* _What this task involves_
Nothing but an exact repeat of the data, with pictures removed, belongs in the answer.

#### Given information ####

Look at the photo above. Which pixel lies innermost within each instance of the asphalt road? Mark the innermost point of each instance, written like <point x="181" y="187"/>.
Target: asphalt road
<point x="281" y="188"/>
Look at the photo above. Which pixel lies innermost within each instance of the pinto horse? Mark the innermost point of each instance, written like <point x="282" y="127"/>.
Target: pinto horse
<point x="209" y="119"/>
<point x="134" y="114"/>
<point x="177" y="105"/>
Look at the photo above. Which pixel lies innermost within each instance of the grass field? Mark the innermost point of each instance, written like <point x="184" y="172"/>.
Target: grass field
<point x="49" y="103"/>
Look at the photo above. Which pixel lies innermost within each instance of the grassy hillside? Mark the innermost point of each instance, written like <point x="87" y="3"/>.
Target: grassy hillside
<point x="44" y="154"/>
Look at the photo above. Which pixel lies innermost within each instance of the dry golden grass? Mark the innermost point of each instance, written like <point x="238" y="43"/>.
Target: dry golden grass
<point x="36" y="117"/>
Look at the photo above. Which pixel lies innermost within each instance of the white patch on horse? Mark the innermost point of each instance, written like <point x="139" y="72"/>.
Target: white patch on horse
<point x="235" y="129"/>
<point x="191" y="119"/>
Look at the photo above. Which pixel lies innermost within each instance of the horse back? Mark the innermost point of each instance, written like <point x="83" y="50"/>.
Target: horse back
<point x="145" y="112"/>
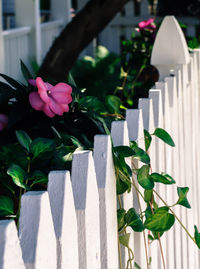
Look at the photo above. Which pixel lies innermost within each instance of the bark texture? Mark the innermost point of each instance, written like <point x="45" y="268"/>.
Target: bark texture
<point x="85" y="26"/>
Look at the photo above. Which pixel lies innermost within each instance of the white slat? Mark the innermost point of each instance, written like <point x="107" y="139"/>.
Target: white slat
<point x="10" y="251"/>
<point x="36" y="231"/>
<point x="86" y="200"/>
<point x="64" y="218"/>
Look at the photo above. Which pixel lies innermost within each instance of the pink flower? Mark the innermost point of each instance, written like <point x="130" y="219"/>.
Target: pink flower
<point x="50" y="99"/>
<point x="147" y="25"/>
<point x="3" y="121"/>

####

* _Expected answer_
Look at the photo above. Which pixel lies innermost within each instance of the asphalt road? Mark the innermost point of each instance, written like <point x="181" y="187"/>.
Target: asphalt road
<point x="281" y="188"/>
Look at the photo above. Which pixel lies innermost within each instance of the pinto horse? Mark the innermost point of each instance, written like <point x="282" y="127"/>.
Target: pinto horse
<point x="209" y="119"/>
<point x="134" y="114"/>
<point x="177" y="105"/>
Look at the photo above. Which pixel lies innermost within each instance of the grass field? Mark the innermost point of each instance, written like <point x="184" y="172"/>.
Target: grass field
<point x="49" y="103"/>
Look at the photo above. Which pixel lies innermost within each instance of the grassy hillside? Mark the innermost point of each instance, written like <point x="87" y="3"/>.
Target: grassy hillside
<point x="44" y="154"/>
Look at the photo above. Which pixel lies innermost within each instance of the dry golden grass? Mark the innermost point of each instance, written like <point x="238" y="43"/>.
Target: dry golden grass
<point x="36" y="117"/>
Look at the photo above. Which pixel lies innermost within each instance of the white patch on horse? Mark the innermost point of each instance, written like <point x="139" y="72"/>.
Target: white patch on horse
<point x="235" y="129"/>
<point x="191" y="119"/>
Look at the photo above. Which pixel lies innermost within each instance of the horse back? Mark the innermost point of each instance, written like <point x="83" y="50"/>.
Target: horse back
<point x="145" y="112"/>
Look at the photo above. Which pixel lies innermost within each instance of the bark texture? Mark the innermost point of each instance, written like <point x="45" y="268"/>.
Target: bark texture
<point x="85" y="26"/>
Look at the photo above. Which pixel lies innermost within each instance of the white slat? Mark the innermost point of each instance, written like <point x="107" y="139"/>.
Target: white slat
<point x="10" y="251"/>
<point x="36" y="231"/>
<point x="86" y="200"/>
<point x="64" y="218"/>
Look at the photo above. Which pixel lies innermost within each instance of the pink flower? Mark the innermost point of each instance, written like <point x="130" y="219"/>.
Target: pink flower
<point x="50" y="99"/>
<point x="147" y="25"/>
<point x="3" y="121"/>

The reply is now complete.